| INSTRUCTION |
Say whether each statement below agrees with the text on student blogging, answering yes or no and quoting the words of the text that decide it: (a) Students must keep maintaining their blogs after the workshop. (b) The study interviewed ten students who had blogged for at least a year. (c) The authors fully adopt the immersion approach to learning.

| DOCUMENT |

■ ■ ■ ■

Given that in principle, as Manning has pointed out, access to free-blog hosting websites and user-friendly templates make it easy for anyone with basic internet literacy and connectivity to start a blog (Manning 2012), we routinely encourage our journalism students to start and run a personal blog as a strategy for regular writing practice. This approach is underpinned by an understanding of blogs as a cheap and simple means to publish and distribute information (Rettberg, 2014) and since all students have access to the internet on campus or even on a mobile phone, we conceptualise blogging as a viable means of building an online journalistic presence. This is particularly relevant to journalism students because of the way ‘blogging has become recognised as an important part of the media ecology’ Rettberg, 2014:94).

Students are introduced to blogging in a workshop on blogging during which they have to write blog posts. However, the maintenance and development of the blog is optional and many students stop updating their blogs after a short period of time. Some, however, continue and gradually build up a following, which provides an incentive and motivation for writing regularly. For the purpose of this study, we interviewed ten of our students who have blogged for at least a year about their experiences as bloggers. Our aim was to see to what extent the blogs served as a learning tool. In this context we understand learning to be experiential when the ‘learner is directly in touch with the realities being studied. It is contrasted with learning in which the learner only reads about, hears about, talks about, or writes about these realities but never comes in contact with them as part of the learning process’ (Beard and Wilson, 2013:4). Although we do not fully adopt this ‘immersion’ approach we encourage students to use their blog for self-directed learning. We stress the need for independent learning given that there is never enough time in workshops for in-depth learning. Two aspects of experiential learning are emphasised in our teaching programme: learning as a process and learning as a continuous process grounded in experience (Kolb 1984).

■ ■ ■ ■

| ENTRIES |

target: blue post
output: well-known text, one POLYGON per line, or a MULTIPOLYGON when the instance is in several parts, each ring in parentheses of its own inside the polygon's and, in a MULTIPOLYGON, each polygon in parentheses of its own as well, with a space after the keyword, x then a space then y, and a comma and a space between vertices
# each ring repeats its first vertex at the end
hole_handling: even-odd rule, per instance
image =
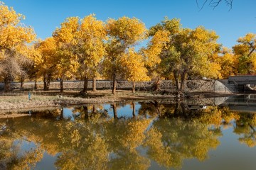
POLYGON ((31 100, 31 93, 30 93, 30 91, 29 91, 29 92, 28 92, 28 101, 31 100))

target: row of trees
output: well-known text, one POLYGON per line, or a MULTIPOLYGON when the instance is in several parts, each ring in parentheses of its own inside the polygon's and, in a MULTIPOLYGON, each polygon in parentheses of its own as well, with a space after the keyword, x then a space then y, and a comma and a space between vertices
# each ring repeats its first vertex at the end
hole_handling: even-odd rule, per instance
POLYGON ((217 42, 214 31, 183 28, 177 18, 164 18, 147 30, 136 18, 104 22, 91 14, 68 18, 52 37, 38 40, 33 30, 21 23, 23 16, 4 3, 0 11, 0 76, 6 91, 14 79, 42 79, 48 90, 50 81, 59 79, 63 91, 63 80, 77 79, 85 81, 82 91, 87 92, 88 79, 98 78, 113 80, 113 94, 119 79, 134 82, 133 91, 135 81, 161 79, 175 80, 182 91, 188 78, 255 72, 253 33, 239 38, 231 50, 217 42), (138 49, 144 40, 147 45, 138 49))

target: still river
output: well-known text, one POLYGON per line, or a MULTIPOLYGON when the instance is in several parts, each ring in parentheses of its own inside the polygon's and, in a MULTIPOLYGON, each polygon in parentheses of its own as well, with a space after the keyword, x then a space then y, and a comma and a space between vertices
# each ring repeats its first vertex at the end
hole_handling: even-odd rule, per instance
POLYGON ((255 96, 199 103, 129 101, 0 119, 0 169, 256 169, 255 96))

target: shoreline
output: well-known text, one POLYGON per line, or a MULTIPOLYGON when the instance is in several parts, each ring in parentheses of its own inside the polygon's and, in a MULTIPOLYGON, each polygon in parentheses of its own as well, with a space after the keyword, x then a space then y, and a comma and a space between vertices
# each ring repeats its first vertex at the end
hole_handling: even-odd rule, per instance
MULTIPOLYGON (((161 92, 139 91, 132 94, 130 91, 117 91, 115 95, 111 94, 110 90, 89 91, 85 96, 78 96, 79 91, 72 91, 59 93, 58 91, 32 92, 31 100, 28 95, 1 96, 0 98, 0 114, 12 112, 28 111, 30 110, 43 110, 45 108, 60 108, 68 106, 79 106, 86 104, 97 104, 114 102, 125 102, 129 101, 146 100, 168 100, 172 102, 183 101, 184 96, 177 98, 174 91, 161 94, 161 92), (35 95, 35 94, 38 95, 35 95)), ((18 94, 18 93, 17 93, 18 94)), ((217 93, 189 93, 186 98, 204 98, 215 97, 228 97, 235 96, 234 94, 217 93)))

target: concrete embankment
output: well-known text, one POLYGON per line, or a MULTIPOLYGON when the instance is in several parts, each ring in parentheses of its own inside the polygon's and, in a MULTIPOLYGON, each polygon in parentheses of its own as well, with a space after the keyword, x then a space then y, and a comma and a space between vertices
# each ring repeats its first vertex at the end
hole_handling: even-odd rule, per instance
MULTIPOLYGON (((150 90, 154 84, 153 81, 136 82, 137 91, 150 90)), ((37 82, 38 89, 43 89, 43 82, 37 82)), ((66 81, 63 83, 65 90, 68 89, 82 89, 83 88, 82 81, 66 81)), ((111 89, 112 86, 112 81, 98 80, 96 86, 97 89, 111 89)), ((132 83, 127 81, 117 81, 117 89, 132 90, 132 83)), ((13 89, 19 89, 21 84, 18 82, 11 83, 13 89)), ((52 81, 50 84, 50 89, 60 89, 59 81, 52 81)), ((88 89, 92 89, 92 82, 89 81, 88 89)), ((160 88, 161 89, 175 90, 176 86, 174 81, 171 80, 161 81, 160 88)), ((0 84, 0 89, 4 89, 4 84, 0 84)), ((23 84, 23 89, 33 90, 34 82, 29 81, 23 84)), ((228 84, 228 80, 187 80, 185 82, 186 92, 212 92, 212 93, 236 93, 235 84, 228 84)))

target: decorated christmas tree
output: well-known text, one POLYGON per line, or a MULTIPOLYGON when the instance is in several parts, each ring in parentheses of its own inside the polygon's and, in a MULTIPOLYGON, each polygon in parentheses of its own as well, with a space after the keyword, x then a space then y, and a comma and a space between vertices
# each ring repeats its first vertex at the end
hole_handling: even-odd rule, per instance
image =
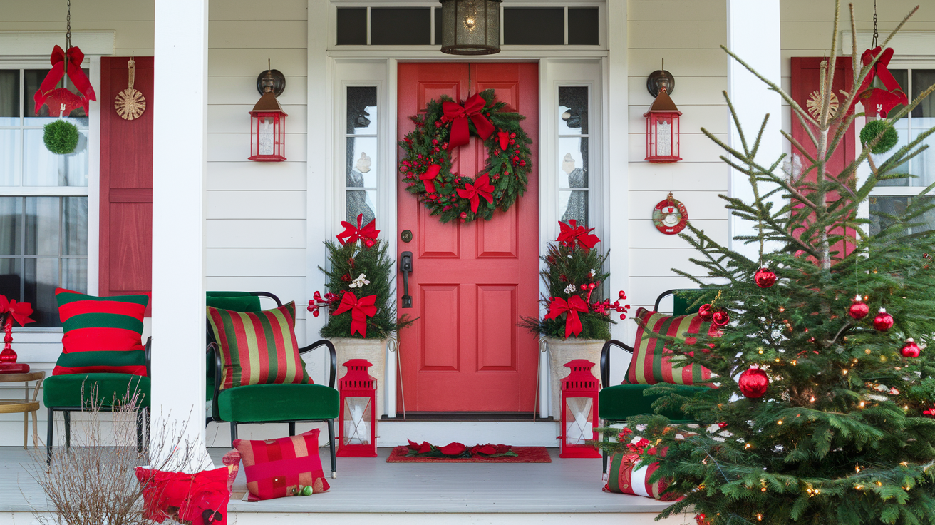
MULTIPOLYGON (((691 224, 683 235, 707 274, 675 270, 699 286, 690 302, 701 305, 703 319, 729 322, 696 339, 665 339, 670 358, 716 374, 713 387, 694 397, 652 387, 649 394, 668 393, 657 409, 679 407, 698 426, 633 417, 635 432, 607 446, 622 453, 634 436, 648 440, 637 448, 640 461, 658 462, 651 480, 668 480, 669 494, 684 496, 662 516, 692 511, 699 525, 935 523, 935 235, 923 221, 935 208, 926 197, 932 186, 900 213, 861 214, 875 186, 907 177, 894 168, 925 150, 935 129, 885 154, 871 150, 882 152, 892 124, 935 86, 905 105, 897 90, 873 87, 874 76, 888 75, 879 59, 890 35, 862 56, 855 45, 854 86, 832 104, 835 18, 813 113, 747 67, 802 123, 807 143, 784 133, 800 169, 783 157, 757 157, 763 127, 753 140, 741 130, 737 147, 703 130, 726 151, 722 159, 749 178, 752 201, 722 198, 736 217, 756 225, 755 235, 735 241, 759 254, 745 256, 691 224), (887 100, 894 101, 888 114, 887 100), (864 116, 857 102, 870 116, 886 115, 884 124, 864 134, 856 160, 831 170, 844 131, 864 116), (858 177, 861 166, 869 167, 866 179, 858 177)), ((851 19, 856 35, 853 7, 851 19)))
POLYGON ((328 322, 322 327, 322 337, 359 337, 385 339, 412 321, 407 315, 396 317, 396 292, 393 289, 395 264, 386 254, 387 244, 377 238, 375 221, 361 226, 341 221, 344 231, 338 242, 326 241, 330 268, 318 267, 328 278, 327 292, 315 292, 309 310, 314 316, 324 308, 328 322))

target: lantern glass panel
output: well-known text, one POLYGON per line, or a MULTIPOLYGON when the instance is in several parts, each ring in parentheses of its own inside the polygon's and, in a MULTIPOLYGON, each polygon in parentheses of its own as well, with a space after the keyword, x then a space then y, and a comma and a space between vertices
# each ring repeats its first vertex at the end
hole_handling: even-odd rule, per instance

■ ■ ■ ■

| COMPLETE ANSWER |
(a) No: "the maintenance and development of the blog is optional"
(b) Yes: "we interviewed ten of our students who have blogged for at least a year"
(c) No: "we do not fully adopt this ‘immersion’ approach"